JOUW OPDRACHT — Geef alle regels van de onderstaande lijst woord voor woord terug. Neem de afbeeldingen niet op in je antwoord.

(Rijen van de dataset)
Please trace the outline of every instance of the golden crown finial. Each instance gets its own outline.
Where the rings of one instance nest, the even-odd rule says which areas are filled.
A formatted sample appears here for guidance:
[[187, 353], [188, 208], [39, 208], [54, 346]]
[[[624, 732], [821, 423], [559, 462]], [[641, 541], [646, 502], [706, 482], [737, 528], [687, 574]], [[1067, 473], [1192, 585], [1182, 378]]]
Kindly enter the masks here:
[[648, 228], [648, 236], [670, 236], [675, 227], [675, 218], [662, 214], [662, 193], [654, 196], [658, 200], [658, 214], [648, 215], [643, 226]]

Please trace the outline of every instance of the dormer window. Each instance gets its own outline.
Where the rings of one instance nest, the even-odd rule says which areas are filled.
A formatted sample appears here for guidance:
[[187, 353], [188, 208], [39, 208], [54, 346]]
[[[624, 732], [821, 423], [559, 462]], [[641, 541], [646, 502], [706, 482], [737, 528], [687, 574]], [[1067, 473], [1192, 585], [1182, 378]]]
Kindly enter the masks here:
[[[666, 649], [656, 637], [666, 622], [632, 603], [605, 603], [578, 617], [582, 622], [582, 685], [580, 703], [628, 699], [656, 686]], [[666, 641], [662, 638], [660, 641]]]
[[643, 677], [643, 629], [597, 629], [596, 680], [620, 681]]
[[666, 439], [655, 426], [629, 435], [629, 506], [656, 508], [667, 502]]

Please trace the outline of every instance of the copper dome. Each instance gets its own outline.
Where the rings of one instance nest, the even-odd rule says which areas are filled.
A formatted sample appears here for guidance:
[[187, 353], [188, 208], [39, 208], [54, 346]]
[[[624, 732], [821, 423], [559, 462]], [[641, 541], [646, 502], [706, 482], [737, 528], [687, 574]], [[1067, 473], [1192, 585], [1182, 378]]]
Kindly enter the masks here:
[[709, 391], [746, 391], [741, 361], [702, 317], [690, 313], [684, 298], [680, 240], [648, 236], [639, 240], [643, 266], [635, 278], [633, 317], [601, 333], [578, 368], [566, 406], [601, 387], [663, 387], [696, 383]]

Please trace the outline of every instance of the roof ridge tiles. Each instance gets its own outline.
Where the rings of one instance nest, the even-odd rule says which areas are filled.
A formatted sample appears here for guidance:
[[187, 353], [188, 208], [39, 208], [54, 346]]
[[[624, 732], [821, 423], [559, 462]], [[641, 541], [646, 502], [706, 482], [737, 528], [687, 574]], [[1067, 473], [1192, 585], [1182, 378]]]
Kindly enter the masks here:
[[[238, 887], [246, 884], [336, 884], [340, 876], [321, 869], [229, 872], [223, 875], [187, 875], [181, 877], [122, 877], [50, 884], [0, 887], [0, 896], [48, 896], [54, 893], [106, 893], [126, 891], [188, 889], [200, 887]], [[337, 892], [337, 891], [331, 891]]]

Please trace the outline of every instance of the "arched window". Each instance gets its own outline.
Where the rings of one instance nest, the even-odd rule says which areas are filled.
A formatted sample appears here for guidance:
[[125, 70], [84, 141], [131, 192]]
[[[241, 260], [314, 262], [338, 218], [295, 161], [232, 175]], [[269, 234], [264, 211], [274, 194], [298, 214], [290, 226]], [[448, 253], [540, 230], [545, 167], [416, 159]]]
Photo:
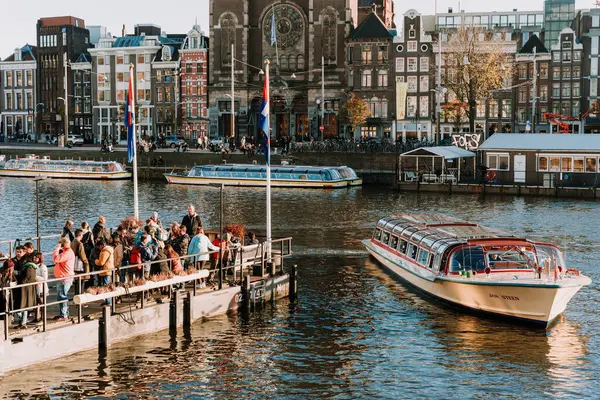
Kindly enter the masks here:
[[332, 9], [326, 9], [321, 14], [323, 26], [323, 57], [326, 64], [337, 61], [337, 14]]
[[231, 65], [231, 45], [235, 47], [235, 27], [237, 18], [231, 13], [224, 13], [219, 18], [221, 26], [221, 65]]

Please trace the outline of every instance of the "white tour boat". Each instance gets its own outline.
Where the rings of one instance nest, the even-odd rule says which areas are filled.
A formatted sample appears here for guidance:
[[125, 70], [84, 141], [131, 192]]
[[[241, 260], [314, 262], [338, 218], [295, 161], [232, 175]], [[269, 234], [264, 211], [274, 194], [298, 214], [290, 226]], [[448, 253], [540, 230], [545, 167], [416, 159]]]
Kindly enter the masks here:
[[0, 176], [35, 178], [45, 176], [59, 179], [130, 179], [122, 164], [115, 161], [51, 160], [29, 155], [6, 161]]
[[[188, 185], [225, 184], [228, 186], [266, 186], [267, 167], [256, 164], [198, 165], [187, 175], [165, 174], [169, 183]], [[271, 186], [305, 188], [342, 188], [362, 185], [350, 167], [308, 167], [272, 165]]]
[[394, 276], [475, 311], [548, 325], [591, 283], [541, 243], [435, 214], [383, 218], [363, 244]]

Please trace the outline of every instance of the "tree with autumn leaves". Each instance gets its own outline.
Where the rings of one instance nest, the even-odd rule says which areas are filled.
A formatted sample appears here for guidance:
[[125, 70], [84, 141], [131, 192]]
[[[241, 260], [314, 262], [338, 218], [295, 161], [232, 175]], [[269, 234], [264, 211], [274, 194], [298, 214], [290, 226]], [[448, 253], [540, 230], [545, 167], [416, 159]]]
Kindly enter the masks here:
[[355, 132], [361, 125], [364, 125], [367, 122], [367, 118], [371, 116], [371, 110], [369, 110], [367, 102], [356, 97], [354, 93], [350, 93], [350, 97], [346, 101], [345, 111], [348, 122]]
[[496, 90], [510, 85], [512, 64], [504, 50], [507, 42], [495, 34], [462, 25], [448, 33], [443, 44], [442, 86], [452, 99], [446, 110], [458, 127], [462, 122], [455, 117], [464, 115], [471, 132], [475, 132], [477, 102], [491, 99]]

RESULTAAT HIERONDER —
Please trace the outline of every instance of the golden crown finial. Each instance gets its own outline.
Where the rings of one instance nest, the even-odd rule says which areas are filled.
A formatted sample appears here for guidance:
[[187, 353], [188, 208], [39, 208], [54, 346]]
[[[624, 732], [821, 423], [559, 462]], [[641, 541], [646, 502], [706, 482], [737, 528], [687, 574]], [[1067, 473], [1192, 585], [1182, 378]]]
Kindly enter the masks here:
[[648, 228], [648, 236], [670, 236], [675, 227], [675, 218], [662, 214], [662, 193], [654, 196], [658, 200], [658, 214], [648, 215], [643, 226]]

Please trace the outline of every instance of the dormer window. Each instance gets its own outline.
Where the rings of one instance nest, the even-odd rule says which areas are filled.
A formatted sample appears here for guidance:
[[187, 353], [188, 208], [39, 208], [54, 346]]
[[[624, 732], [821, 423], [559, 462]], [[641, 541], [646, 502], [706, 482], [737, 528], [687, 574]], [[1067, 473], [1192, 585], [1182, 378]]]
Kindly enter the masks here:
[[[666, 649], [656, 637], [666, 622], [632, 603], [605, 603], [578, 617], [582, 622], [582, 685], [580, 703], [628, 699], [656, 686]], [[666, 641], [662, 638], [660, 641]]]
[[643, 677], [643, 629], [597, 629], [596, 680], [620, 681]]
[[666, 439], [655, 426], [629, 435], [629, 506], [656, 508], [667, 502]]

Please trace the outline of every instance of the copper dome. Each instance gets its own outline.
Where the rings of one instance nest, the even-odd rule says which areas are filled.
A formatted sample appears here for guidance:
[[187, 353], [188, 208], [39, 208], [54, 346]]
[[[624, 732], [821, 423], [559, 462]], [[641, 541], [646, 502], [706, 482], [737, 528], [687, 574]], [[1067, 473], [1192, 585], [1182, 378]]]
Kindly enter the masks here:
[[709, 391], [746, 391], [741, 361], [702, 317], [690, 313], [684, 298], [680, 240], [648, 236], [639, 240], [643, 266], [635, 278], [633, 317], [601, 333], [578, 368], [566, 406], [601, 387], [663, 387], [696, 383]]

Please trace the outline of every instance of the roof ridge tiles. Each instance gets its own outline.
Where the rings of one instance nest, the even-odd rule says which areas are filled.
A formatted sample appears here for guidance:
[[187, 353], [188, 208], [39, 208], [54, 346]]
[[[624, 732], [821, 423], [559, 462]], [[641, 541], [646, 502], [706, 482], [737, 528], [687, 574]], [[1067, 473], [1192, 585], [1182, 378]]]
Kindly enter the masks here:
[[[238, 887], [246, 884], [336, 884], [340, 876], [321, 869], [229, 872], [223, 875], [187, 875], [181, 877], [122, 877], [50, 884], [0, 887], [0, 896], [48, 896], [54, 893], [106, 893], [126, 891], [188, 889], [200, 887]], [[337, 892], [337, 891], [331, 891]]]

Please trace the outline of every instance of the "arched window". Each instance gets its own outline.
Where the rings of one instance nest, the even-odd rule says which areas are filled.
A formatted sample appears here for guidance:
[[125, 70], [84, 141], [131, 192]]
[[[241, 260], [314, 262], [338, 218], [295, 161], [232, 175]], [[269, 234], [264, 211], [274, 194], [298, 214], [290, 226]], [[448, 253], [540, 230], [545, 167], [416, 159]]]
Photo:
Kindly enter the masks here:
[[332, 9], [326, 9], [321, 14], [323, 26], [323, 57], [326, 64], [337, 61], [337, 14]]
[[231, 65], [231, 45], [235, 47], [235, 27], [237, 18], [231, 13], [224, 13], [219, 18], [221, 26], [221, 65]]

Please trace the outline of every instance of the "white tour boat". Each instance gets its own outline.
Where the rings of one instance nest, the even-odd rule says which areas are filled.
A formatted sample appears here for guidance:
[[125, 70], [84, 141], [131, 192]]
[[[241, 260], [314, 262], [338, 218], [295, 161], [232, 175]], [[269, 234], [264, 211], [274, 194], [298, 214], [290, 226]], [[448, 253], [540, 230], [545, 167], [416, 159]]]
Kindly enter the masks here:
[[0, 176], [35, 178], [45, 176], [59, 179], [130, 179], [122, 164], [115, 161], [51, 160], [29, 155], [6, 161]]
[[[188, 185], [225, 184], [228, 186], [266, 186], [267, 167], [256, 164], [198, 165], [187, 175], [165, 174], [169, 183]], [[271, 186], [305, 188], [342, 188], [362, 185], [350, 167], [308, 167], [272, 165]]]
[[394, 276], [475, 311], [548, 325], [591, 283], [541, 243], [435, 214], [383, 218], [363, 244]]

Please trace the outline of every instance of the "tree with autumn leaves". Each instance gets its own outline.
Where the rings of one instance nest, the even-odd rule says which areas are filled.
A formatted sample appears here for guidance:
[[125, 70], [84, 141], [131, 192]]
[[[241, 260], [314, 262], [338, 218], [295, 161], [232, 175]], [[269, 234], [264, 211], [274, 194], [298, 214], [290, 226]], [[448, 253], [540, 230], [545, 167], [416, 159]]]
Kindly enter the masks here:
[[355, 132], [361, 125], [364, 125], [367, 122], [367, 118], [371, 116], [371, 110], [369, 110], [367, 102], [356, 97], [354, 93], [350, 93], [350, 97], [346, 101], [345, 111], [348, 122]]
[[496, 90], [510, 85], [512, 64], [504, 50], [507, 42], [495, 34], [462, 25], [448, 33], [443, 44], [442, 86], [452, 99], [446, 110], [458, 127], [462, 122], [455, 117], [464, 115], [471, 132], [475, 132], [477, 102], [491, 99]]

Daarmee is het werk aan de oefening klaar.